═════ Textauszug ═════

Der Bundeskanzler beantwortete die Angriffe mit dem Verweis auf Rekordausgaben für die aktive Arbeitsmarktpolitik, gestiegene Bruttolöhne und dem Hinweis, dass die Pensionszahlungen trotz Reformen heute deutlich höher liegen als vor fünf Jahren. Ausdrücklich verwehrte
sich Schüssel dagegen, Land und Leistungen "schlecht zu reden".
Grünen-Chef Alexander Van der Bellen wollte wiederum in seiner Wortmeldung das Lob der internationalen Zeitung nicht allein auf das Konto der jetzigen Bundesregierung verbucht wissen. Statt zufrieden mit dem Erreichten zu sein, forderte der Bundessprecher zusätzliche Initiativen in der Frauenpolitik, konkret beim Wiedereinstieg von Frauen: "Hier wird Humankapital im größten Ausmaß vernichtet".
Naturgemäß zufrieden mit der eigenen Bilanz nach fünf Jahren Regierungsbeteiligung - insbesondere in ihrem eigenen Bereich - zeigte sich dann wieder FPÖ-Obfrau und Sozialministerin Ursula Haubner: "Die Politik setzt dort Geld ein, wo es unbedingt notwendig ist, für jene Menschen die es brauchen. Dieses Netz werden wir weiter knüpfen."
Die Ursache für die koalitionsinternen Auseinandersetzungen rief dann noch einmal FP-Generalsekretär Uwe Scheuch dem Regierungspartner in Erinnerung, indem er erneut seine Ablehnung der Wehrdienstverkürzung deutlich machte, jedoch zugleich ein Bekenntnis zur Regierungsbeteiligung ablegte: "Wir bekennen uns ganz klar zu dieser Regierung. Es braucht diese freiheitliche Beteiligung."

═════ Bereitgestellte Einträge ═════

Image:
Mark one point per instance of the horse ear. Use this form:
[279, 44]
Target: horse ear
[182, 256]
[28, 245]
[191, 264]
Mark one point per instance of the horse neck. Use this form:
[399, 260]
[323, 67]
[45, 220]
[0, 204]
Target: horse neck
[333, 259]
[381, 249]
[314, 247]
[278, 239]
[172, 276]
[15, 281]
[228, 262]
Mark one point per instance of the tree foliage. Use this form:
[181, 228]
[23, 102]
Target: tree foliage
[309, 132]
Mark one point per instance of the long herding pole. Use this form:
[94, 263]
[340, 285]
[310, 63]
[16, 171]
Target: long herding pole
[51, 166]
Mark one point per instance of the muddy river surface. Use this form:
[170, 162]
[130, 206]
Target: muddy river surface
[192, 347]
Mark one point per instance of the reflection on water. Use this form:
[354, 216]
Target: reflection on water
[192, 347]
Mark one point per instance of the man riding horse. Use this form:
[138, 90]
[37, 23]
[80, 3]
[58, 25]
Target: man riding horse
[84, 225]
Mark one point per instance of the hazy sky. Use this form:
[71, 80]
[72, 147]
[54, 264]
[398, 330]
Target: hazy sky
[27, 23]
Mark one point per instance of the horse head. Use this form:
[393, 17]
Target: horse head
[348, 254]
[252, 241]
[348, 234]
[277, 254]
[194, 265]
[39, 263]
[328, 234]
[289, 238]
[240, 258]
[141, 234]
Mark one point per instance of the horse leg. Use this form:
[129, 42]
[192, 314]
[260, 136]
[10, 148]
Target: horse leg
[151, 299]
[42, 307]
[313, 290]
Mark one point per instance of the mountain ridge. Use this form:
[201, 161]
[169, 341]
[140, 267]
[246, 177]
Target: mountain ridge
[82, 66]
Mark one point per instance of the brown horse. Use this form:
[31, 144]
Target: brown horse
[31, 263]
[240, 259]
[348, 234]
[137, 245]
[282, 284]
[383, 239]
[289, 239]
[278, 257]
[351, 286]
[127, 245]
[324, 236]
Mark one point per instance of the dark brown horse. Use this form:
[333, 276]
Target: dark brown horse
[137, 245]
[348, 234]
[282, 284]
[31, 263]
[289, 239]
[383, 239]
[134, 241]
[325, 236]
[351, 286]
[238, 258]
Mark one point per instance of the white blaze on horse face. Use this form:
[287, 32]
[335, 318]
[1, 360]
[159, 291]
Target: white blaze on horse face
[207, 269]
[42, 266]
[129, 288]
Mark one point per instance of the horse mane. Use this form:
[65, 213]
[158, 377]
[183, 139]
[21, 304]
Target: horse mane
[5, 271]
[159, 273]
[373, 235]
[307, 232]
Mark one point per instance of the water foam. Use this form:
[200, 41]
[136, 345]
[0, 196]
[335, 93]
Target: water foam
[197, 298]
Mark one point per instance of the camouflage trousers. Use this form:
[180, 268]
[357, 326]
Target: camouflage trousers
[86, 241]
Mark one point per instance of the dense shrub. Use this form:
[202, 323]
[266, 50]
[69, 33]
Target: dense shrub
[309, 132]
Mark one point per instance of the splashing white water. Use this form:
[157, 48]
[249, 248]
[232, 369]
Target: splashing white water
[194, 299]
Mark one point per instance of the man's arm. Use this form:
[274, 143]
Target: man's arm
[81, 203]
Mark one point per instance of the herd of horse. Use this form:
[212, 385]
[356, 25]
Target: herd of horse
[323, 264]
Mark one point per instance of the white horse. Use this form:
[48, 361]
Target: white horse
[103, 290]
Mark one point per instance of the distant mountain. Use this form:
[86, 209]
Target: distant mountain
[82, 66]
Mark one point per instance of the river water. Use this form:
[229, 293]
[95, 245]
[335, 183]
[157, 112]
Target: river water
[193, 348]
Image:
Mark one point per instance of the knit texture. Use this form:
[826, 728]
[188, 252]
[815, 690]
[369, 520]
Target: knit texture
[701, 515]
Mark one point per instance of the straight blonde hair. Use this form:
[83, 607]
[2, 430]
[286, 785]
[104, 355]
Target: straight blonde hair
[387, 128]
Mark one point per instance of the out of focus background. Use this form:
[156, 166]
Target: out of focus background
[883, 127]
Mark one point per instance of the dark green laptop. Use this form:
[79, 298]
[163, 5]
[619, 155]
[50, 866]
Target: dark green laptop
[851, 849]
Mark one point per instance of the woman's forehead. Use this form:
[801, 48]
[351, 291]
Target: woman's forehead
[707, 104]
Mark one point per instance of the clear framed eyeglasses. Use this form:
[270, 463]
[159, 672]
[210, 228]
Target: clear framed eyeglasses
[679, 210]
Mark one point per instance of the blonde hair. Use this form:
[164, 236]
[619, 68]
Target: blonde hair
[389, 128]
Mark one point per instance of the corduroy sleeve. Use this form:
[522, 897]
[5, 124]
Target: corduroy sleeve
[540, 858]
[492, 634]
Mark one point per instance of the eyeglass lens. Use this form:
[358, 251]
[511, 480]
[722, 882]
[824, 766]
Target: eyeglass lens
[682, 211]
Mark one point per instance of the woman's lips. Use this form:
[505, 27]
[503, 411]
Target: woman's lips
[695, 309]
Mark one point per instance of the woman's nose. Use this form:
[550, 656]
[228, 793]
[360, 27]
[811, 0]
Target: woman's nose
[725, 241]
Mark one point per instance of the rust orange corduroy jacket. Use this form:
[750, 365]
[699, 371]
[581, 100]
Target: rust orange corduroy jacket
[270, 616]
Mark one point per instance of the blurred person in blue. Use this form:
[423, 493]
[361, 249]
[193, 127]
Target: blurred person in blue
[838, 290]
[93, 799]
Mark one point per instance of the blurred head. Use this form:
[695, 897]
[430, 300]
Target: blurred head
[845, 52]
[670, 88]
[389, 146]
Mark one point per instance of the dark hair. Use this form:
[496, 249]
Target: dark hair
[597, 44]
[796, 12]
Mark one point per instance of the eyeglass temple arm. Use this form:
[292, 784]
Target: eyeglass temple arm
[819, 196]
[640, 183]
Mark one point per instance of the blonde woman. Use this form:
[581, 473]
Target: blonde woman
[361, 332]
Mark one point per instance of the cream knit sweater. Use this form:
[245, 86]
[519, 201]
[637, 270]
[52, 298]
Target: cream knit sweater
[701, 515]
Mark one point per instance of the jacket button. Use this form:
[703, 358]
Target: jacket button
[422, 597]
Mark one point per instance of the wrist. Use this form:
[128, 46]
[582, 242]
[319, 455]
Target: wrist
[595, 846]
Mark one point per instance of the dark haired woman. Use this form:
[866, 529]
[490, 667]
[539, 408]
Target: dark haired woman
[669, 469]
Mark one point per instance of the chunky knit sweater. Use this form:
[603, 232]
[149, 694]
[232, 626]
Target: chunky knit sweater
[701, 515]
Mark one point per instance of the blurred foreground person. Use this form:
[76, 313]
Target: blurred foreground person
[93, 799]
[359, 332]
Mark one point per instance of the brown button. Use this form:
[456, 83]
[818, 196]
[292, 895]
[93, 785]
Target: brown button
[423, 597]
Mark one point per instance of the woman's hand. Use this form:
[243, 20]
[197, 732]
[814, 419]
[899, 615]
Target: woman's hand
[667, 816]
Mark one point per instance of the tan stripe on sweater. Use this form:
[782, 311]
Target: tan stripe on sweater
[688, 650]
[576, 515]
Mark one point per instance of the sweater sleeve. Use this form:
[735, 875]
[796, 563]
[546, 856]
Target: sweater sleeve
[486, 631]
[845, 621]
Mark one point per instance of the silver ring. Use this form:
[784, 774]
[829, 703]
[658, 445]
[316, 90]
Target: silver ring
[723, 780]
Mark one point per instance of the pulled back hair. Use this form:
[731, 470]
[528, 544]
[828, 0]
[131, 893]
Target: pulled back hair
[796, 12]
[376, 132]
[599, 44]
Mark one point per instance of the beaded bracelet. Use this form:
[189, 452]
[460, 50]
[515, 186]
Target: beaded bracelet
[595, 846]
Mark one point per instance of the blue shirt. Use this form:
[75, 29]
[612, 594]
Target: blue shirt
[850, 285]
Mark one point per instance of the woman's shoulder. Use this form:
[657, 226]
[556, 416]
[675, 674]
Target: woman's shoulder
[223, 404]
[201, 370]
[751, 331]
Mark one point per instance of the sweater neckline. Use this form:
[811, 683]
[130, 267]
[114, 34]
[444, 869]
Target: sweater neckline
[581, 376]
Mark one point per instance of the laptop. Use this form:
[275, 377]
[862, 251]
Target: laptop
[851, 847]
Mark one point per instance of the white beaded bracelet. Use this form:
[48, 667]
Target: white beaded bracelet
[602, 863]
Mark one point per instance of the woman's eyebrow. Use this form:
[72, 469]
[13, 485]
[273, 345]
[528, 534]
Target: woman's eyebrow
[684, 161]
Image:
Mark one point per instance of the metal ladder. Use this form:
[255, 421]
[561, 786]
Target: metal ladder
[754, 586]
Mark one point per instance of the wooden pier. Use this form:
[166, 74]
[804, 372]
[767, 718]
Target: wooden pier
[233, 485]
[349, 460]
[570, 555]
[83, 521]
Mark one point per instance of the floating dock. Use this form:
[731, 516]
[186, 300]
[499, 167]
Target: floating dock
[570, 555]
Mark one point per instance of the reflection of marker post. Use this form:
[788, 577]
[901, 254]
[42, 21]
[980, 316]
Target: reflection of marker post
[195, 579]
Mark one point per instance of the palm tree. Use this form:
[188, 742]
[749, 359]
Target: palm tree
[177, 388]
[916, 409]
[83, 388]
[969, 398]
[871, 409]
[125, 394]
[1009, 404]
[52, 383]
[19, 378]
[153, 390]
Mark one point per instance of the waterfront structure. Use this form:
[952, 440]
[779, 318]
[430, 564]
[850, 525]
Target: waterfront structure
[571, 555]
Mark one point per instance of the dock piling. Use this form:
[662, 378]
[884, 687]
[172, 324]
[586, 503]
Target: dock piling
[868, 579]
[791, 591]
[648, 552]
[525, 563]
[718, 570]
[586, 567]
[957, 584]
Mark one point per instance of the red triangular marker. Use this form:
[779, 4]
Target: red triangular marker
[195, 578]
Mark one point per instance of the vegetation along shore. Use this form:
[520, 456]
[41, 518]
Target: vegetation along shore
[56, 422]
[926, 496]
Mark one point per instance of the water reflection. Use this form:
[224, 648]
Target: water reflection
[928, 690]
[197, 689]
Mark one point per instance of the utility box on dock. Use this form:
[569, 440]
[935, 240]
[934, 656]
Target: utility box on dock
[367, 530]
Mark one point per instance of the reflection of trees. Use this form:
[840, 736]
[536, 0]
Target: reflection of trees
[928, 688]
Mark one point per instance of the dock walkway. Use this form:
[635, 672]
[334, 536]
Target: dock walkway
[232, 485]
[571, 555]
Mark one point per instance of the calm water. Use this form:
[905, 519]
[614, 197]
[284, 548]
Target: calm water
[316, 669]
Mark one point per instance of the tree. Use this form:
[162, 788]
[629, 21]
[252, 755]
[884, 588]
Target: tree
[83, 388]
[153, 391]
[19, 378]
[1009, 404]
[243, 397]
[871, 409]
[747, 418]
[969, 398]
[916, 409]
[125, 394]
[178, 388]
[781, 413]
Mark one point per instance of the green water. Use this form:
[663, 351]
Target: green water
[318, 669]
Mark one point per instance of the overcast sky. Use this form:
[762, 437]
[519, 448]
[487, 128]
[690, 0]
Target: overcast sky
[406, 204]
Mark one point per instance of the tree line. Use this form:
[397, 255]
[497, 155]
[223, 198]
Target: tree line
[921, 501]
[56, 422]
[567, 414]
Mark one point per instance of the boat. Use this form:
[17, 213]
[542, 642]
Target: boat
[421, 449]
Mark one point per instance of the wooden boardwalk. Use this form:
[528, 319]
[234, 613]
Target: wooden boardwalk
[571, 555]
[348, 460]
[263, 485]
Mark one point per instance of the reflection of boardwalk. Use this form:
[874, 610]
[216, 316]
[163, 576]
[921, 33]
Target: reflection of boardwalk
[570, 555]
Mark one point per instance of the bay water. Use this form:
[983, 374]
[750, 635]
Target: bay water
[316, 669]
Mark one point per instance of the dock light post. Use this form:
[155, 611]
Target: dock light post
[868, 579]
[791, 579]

═════

— Aufgabenstellung —
In welchem Bereich forderte Alexander Van der Bellen laut dem Textauszug zusätzliche Initiativen? Die Einträge sind eigenständiges Material und stehen in keinem Zusammenhang mit dem Textauszug.

— Lösung —
In der Frauenpolitik, konkret beim Wiedereinstieg von Frauen.